## THE INPUT
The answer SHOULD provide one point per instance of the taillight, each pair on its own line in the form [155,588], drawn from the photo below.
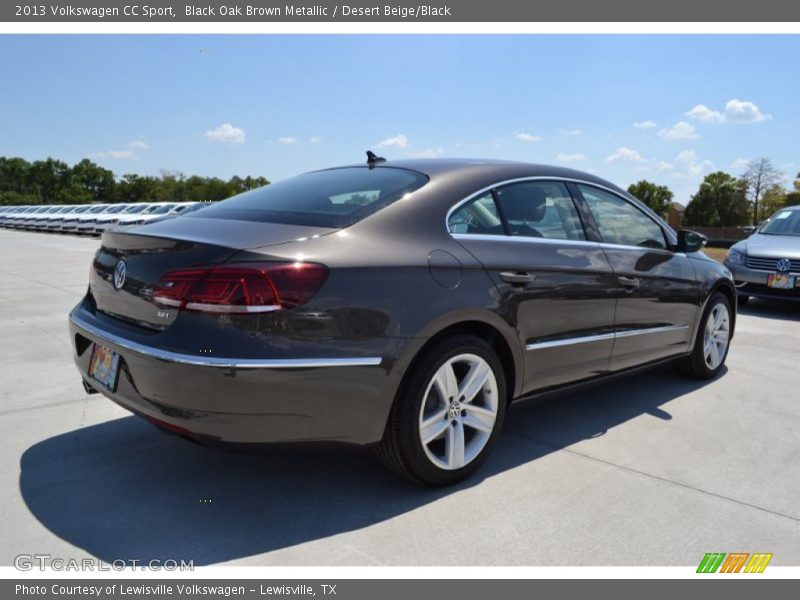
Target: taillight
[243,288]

* * *

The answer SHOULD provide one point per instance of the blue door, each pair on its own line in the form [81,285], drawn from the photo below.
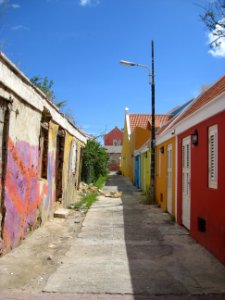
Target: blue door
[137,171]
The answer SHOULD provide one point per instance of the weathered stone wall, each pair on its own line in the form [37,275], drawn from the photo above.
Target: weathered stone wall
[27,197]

--

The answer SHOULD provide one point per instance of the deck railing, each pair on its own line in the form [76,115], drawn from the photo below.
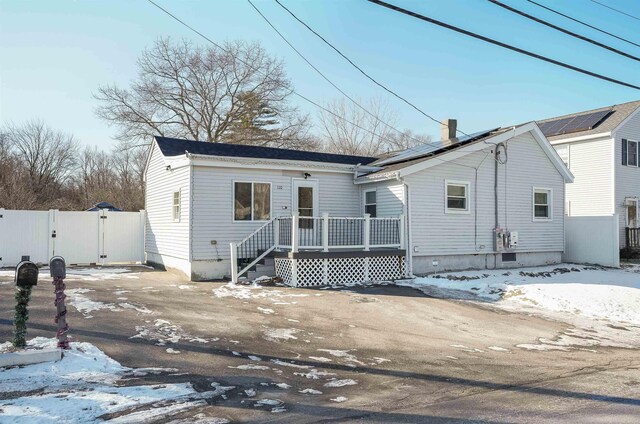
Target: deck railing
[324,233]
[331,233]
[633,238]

## TASK TO COMPLETE
Pull out each line from the rows above that contains the string "photo", matching case exactly.

## RESULT
The answer SHOULD provide one point per instance of the taillight, each pair on its own line in the form [155,588], drawn from the photo below.
The answer SHOULD provide one point per instance of the blue door, each pair on its own line in the form [81,285], drawn from the photo below.
The answer SHOULD provide one point per instance of the weathered stone wall, each pair on its own line in the form [37,275], drawn from the photo above.
The answer SHOULD provide one point per instance of the deck railing, each pair on its own line in the form [76,115], drawn from the photo below.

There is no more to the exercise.